(Referring expression pointing data)

◇ ◇ ◇

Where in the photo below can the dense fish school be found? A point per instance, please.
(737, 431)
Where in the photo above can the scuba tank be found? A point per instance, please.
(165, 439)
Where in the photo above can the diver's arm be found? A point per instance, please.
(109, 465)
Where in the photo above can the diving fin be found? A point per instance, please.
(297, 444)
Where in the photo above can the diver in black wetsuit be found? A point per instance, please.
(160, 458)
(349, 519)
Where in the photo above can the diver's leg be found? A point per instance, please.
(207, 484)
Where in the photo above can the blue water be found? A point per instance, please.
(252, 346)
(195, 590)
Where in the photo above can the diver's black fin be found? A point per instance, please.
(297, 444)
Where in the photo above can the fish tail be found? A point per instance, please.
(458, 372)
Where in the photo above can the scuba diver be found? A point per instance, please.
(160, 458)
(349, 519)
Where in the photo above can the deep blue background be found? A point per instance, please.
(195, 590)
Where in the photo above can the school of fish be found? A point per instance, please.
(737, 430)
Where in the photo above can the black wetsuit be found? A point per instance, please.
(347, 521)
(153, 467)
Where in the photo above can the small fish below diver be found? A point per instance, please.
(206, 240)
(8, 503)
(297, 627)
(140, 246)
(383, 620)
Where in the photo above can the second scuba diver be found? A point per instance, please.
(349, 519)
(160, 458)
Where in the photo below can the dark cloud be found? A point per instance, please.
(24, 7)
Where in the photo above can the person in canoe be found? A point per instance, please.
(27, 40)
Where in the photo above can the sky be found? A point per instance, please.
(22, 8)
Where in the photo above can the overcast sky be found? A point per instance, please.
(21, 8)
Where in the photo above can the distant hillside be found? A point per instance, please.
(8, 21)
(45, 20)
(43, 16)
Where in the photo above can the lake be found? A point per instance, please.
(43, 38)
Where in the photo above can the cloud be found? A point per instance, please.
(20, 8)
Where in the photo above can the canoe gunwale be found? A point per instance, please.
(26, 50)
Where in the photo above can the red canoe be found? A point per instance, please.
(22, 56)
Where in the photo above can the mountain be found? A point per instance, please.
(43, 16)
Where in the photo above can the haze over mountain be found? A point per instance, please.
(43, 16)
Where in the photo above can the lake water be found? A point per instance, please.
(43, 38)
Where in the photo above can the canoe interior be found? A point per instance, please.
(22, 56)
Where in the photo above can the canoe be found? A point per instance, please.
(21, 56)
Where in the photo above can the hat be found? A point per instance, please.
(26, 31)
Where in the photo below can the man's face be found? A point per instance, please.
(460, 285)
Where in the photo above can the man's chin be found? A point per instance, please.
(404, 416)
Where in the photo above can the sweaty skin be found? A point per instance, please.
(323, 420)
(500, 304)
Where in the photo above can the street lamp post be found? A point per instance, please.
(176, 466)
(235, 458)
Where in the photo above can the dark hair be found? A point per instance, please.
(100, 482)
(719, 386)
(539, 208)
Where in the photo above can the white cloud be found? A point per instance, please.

◇ ◇ ◇

■ Exercise
All of the data, start to finish: please output it exactly.

■ Response to the exercise
Where in the photo below can the dense fish school be found? A point per instance, please.
(737, 431)
Where in the photo above can the scuba tank be found? A point per instance, please.
(165, 439)
Where in the photo above can the diver's arm be found? A point per instance, please.
(109, 465)
Where in the photo above can the diving fin be found? A point per instance, please.
(297, 444)
Where in the photo above can the diver in black wetsuit be found? A point per instance, please.
(160, 458)
(349, 519)
Where in the photo above can the diver's leg be found? A point per instance, please.
(207, 484)
Where in the photo above can the blue water be found? A point per instance, please.
(252, 346)
(195, 590)
Where in the photo above can the diver's black fin be found? A point per instance, please.
(297, 444)
Where in the photo above can the fish tail be found? A point per instance, please.
(458, 372)
Where in the photo above can the scuba diver be found? A point per instance, please.
(160, 458)
(349, 519)
Where in the photo above can the deep blue background be found? A point per instance, please.
(195, 590)
Where in the photo above can the school of fish be found? A point per instance, please.
(737, 430)
Where in the photo above can the black wetsuit be found? A point per instance, please.
(347, 521)
(153, 467)
Where in the photo above can the small fish below diver be found? A point per instance, please.
(206, 240)
(8, 503)
(297, 627)
(140, 246)
(383, 620)
Where in the photo above can the second scuba diver be found? A point per instance, please.
(349, 519)
(160, 458)
Where in the photo below can the dark cloud be found? A point per instance, please.
(24, 7)
Where in the photo above can the person in canoe be found? A point per instance, please.
(27, 40)
Where in the photo above can the sky be found? A point per instance, please.
(22, 8)
Where in the photo above can the overcast sky be found? A point per instance, please.
(21, 8)
Where in the photo above can the distant hillside be found? A point per instance, please.
(8, 21)
(45, 20)
(43, 16)
Where in the photo above can the lake be found? A point per instance, please.
(43, 38)
Where in the photo above can the cloud be found? A point per instance, please.
(20, 8)
Where in the photo above can the canoe gunwale be found? A point per instance, please.
(26, 50)
Where in the photo above can the red canoe be found? A point per instance, please.
(22, 56)
Where in the photo above can the mountain be found? A point per instance, please.
(43, 16)
Where in the photo above can the haze over mountain be found? A point per instance, please.
(43, 16)
Where in the photo above can the lake water be found? A point per instance, please.
(43, 38)
Where in the photo above can the canoe interior be found? A point per instance, please.
(22, 56)
Where in the photo above can the canoe be found? A point per instance, please.
(21, 56)
Where in the photo above can the hat be found? A point per instance, please.
(26, 31)
Where in the photo below can the man's face be found? A point per instance, please.
(460, 285)
Where in the photo above can the man's chin be found? A point per instance, please.
(404, 416)
Where in the photo above can the sweaty skin be found? A point per instance, please.
(323, 420)
(500, 304)
Where in the photo above can the street lamp post be found? A point per instance, please.
(176, 466)
(235, 458)
Where in the photo above can the dark hair be found? A point per instance, please.
(100, 482)
(719, 386)
(539, 208)
Where in the photo above can the white cloud be found? A point per instance, please.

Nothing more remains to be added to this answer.